EJERCICIO => Según el pasaje sobre la adolescencia, ¿qué es lo único inmutable?

PASAJE DADO =>

Si somos testigos de una mutación en curso, de una invasión bárbara que da cuenta de un cambio en la morfología y fisiología de la especie, esta mutación ha de producirse allí donde el cuerpo y el psiquismo son más permeables a los cambios e influjos del exterior, la adolescencia.
Hay una mutación en curso en la especie humana, que redobla la mutación que cursa –según un programa a la vez genético y cultural–cada joven de la raza humana. En cada funámbulo opera entonces una mutación múltiple, que hará que los cambios progresen a escala geométrica.
Las alteraciones orgánicas y psicológicas se potencian con los microcambios culturales en que la geografía y la historia se modelan a diario, más los cambios sociológicos que se registran en la constitución de las familias y las sociedades. Lo único inmutable es la mutación y la palabra crisis pierde su significado episódico cuando en verdad describe la cotidianeidad funámbula habitual.
La ley de la adaptación precisa que un individuo se diferencie, que sea capaz de amoldarse al entorno mientras lo modifica. Quien no puede subir su temperatura cuando hiela o encontrar nuevos modos de respirar si hay que hacerlo bajo el agua o de sobrevivir psíquicamente si ya no hay narrativas que ordenen el espacio social, perece. La mutación provee elementos para que estas diferenciaciones se produzcan y se transmitan genealógicamente.
Es difícil entender una mutación en curso, historiar el presente. A lo sumo podemos, en tanto testigos, consignar lo que va sucediendo mientras la especie humana se convierte en aérea para sobrevivir.
El cuerpo, contra el sentido común, no es un dato inicial. Nacemos puro organismo, apenas distintos a los primates, nuestros ancestros genealógicos. Pero ese organismo nunca aparece como tal. Es tan sólo una presunción teórica. Pues el lenguaje, la cultura, no permite al cachorro humano ser un organismo: lo condena a tener un cuerpo.
Ya nacido, el infans se encontrará con su propia voz que le servirá para explorar y nombrar el mundo. Esa voz, apenas iniciado el empuje puberal, comenzará con trémolos, engañará a quien la escuche y será imposible situar con precisión si corresponde a un niño o un adulto. Esa voz será, como el cuerpo, una tierra a conquistar. La voz propia que solemos admirar en artistas o escritores es apenas una mutación más, una sofisticación de ese registro singular que descubre el funambulista, por sus propios medios, a partir del hecho indiscutible de que antes de poder hablar, fue hablado por el Otro.

DATOS PROPORCIONADOS =>

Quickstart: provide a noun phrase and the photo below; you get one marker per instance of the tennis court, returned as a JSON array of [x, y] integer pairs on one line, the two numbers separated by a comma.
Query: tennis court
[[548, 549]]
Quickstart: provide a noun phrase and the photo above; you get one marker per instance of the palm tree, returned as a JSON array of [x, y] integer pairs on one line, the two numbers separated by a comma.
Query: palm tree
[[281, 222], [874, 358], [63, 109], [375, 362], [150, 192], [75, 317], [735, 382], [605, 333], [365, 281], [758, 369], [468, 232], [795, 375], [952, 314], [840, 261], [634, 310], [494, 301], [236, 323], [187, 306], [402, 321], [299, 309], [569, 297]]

--

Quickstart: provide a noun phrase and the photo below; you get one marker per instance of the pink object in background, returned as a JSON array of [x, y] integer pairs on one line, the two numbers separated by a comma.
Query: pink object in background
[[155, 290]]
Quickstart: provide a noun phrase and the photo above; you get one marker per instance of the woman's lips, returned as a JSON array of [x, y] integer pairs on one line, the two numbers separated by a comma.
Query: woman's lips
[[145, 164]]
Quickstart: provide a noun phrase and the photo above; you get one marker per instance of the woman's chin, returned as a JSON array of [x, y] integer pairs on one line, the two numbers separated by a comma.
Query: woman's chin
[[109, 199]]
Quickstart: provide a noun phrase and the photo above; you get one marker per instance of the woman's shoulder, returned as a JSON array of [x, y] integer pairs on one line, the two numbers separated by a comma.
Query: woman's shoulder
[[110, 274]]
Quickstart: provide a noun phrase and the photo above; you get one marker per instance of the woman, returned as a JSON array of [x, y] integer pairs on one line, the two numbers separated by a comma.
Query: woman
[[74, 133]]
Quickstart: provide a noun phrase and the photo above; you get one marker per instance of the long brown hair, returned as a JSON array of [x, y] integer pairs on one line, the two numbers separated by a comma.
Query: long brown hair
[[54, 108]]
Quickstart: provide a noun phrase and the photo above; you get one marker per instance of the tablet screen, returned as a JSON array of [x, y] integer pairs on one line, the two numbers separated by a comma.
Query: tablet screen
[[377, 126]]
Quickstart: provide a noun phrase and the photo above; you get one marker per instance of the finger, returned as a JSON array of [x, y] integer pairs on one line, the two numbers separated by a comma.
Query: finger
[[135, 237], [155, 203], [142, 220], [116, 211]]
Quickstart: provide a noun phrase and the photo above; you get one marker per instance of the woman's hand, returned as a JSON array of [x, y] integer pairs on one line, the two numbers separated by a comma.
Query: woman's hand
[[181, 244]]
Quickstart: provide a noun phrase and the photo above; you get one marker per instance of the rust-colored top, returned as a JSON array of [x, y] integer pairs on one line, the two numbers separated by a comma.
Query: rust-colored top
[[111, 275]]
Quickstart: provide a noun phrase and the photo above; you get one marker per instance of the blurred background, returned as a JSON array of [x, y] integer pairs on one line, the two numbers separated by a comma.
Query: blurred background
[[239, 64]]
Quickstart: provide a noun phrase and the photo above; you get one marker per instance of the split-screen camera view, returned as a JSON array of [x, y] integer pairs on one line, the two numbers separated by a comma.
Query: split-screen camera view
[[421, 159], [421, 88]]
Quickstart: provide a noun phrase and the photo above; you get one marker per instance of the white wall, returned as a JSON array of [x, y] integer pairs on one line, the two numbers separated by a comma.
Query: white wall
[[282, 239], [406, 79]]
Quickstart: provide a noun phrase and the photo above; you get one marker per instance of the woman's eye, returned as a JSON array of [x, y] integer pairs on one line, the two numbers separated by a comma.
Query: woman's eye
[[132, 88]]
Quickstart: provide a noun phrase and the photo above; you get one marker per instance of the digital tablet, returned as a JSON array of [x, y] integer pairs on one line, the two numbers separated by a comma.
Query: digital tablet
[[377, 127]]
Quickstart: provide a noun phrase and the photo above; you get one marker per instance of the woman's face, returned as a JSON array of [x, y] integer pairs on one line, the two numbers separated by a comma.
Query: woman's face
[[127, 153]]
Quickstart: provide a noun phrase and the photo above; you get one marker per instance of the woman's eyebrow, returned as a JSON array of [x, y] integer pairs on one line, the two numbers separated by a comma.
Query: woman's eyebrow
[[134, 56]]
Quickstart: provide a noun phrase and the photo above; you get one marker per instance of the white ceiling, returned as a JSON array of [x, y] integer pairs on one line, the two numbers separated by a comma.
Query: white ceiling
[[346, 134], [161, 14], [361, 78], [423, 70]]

RESULTADO DEL EJERCICIO => Lo único inmutable es la mutación.